Задание :: Перечислите всех, с кем, согласно тексту о Достоевском, обычно отождествляют себя церковные люди.

Текст упражнения ::
▼▼▼

В частности, провозглашение «всеединства» («всепримирения»), или попросту отождествление «общечеловеческих идеалов» западного антропотеизма и «русской всечеловечности» у Достоевского и является ничем иным, как квазирелигиозной идеализацией первого, то есть нового западного гностицизма как такового, во всей его идеологической совокупности. «Есть у нас [образованных русских]… одна великая наша гордость перед народом нашим… это то, что он национален и стоит на том изо всей силы, а мы — общечеловеческих убеждений, да и цель свою поставили в общечеловечности, а стало быть, безмерно над ним возвысились… Уладь мы этот пункт, найди мы точку примирения, и разом кончилась бы вся наша рознь с народом. А ведь этот пункт есть, ведь его найти чрезвычайно легко… Всякий великий народ верит и должен верить, если только хочет быть долго жив, что в нем-то, и только в нем одном, и заключается спасение мира…»[10] Что и требовалось показать: «великая гордость общечеловеков» Запада («безмерное возвышение» себя надо всеми) суть одно с категорическим императивом «веры всякого великого народа» («русского», в частности) в свою «всечеловечность» как единственное «спасение мира», то есть, веры в себя как в гностического «Христа» («будущий закон всего человечества»).
Показательным в этом плане является свидетельство жены Достоевского об эпизоде последних дней его жизни. «Он часто, задумав или сомневаясь в чем-либо, открывал наудачу это Евангелие и прочитывал то, что стояло на первой странице (левой от читавшего). И теперь Федор Михайлович пожелал проверить свои сомнения по Евангелию. Он сам открыл святую книгу и просил прочесть. Открылось Евангелие от Матфея. Гл. III, ст. II: “Иоанн же удерживал Его и говорил: мне надобно креститься от Тебя, и Ты ли приходишь ко мне? Но Иисус сказал ему в ответ: не удерживай, ибо так надлежит нам исполнить великую правду”. – Ты слышишь – “не удерживай” – значит, я умру, – сказал муж и закрыл книгу»[11]. Самое характерное здесь даже не гадание на Евангелии, но отождествление себя в нем с Христом, а не с разбойником, мытарем или блудницею, как это водится у церковных людей.

▲▲▲

[Записи данных]
▼▼▼

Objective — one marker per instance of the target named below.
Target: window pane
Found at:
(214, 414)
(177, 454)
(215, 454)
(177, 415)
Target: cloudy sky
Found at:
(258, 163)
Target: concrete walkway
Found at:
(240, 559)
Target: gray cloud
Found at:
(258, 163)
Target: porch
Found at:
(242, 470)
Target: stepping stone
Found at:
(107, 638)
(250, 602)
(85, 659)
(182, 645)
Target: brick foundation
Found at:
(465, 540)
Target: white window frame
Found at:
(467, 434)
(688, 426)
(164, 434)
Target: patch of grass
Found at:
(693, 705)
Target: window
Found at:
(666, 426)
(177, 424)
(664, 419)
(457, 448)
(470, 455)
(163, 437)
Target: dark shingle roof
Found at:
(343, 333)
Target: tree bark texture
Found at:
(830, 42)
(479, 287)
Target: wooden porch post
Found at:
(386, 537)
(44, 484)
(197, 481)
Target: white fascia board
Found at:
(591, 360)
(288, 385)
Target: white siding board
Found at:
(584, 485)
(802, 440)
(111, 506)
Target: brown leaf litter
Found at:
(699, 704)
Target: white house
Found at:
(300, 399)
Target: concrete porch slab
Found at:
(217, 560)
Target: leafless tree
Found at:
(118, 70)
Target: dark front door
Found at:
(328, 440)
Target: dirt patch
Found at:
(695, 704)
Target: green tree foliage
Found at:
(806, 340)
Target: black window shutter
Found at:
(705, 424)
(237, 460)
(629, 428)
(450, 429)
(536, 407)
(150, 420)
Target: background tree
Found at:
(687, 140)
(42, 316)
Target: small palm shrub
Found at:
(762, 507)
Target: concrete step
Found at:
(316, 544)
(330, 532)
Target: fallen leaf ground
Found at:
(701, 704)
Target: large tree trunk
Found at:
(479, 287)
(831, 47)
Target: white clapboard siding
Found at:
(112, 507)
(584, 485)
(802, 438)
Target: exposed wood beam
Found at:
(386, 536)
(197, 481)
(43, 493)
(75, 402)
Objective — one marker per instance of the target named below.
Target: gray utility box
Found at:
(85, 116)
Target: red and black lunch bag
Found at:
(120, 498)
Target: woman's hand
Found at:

▲▲▲

Результат :: Разбойник, мытарь, блудница.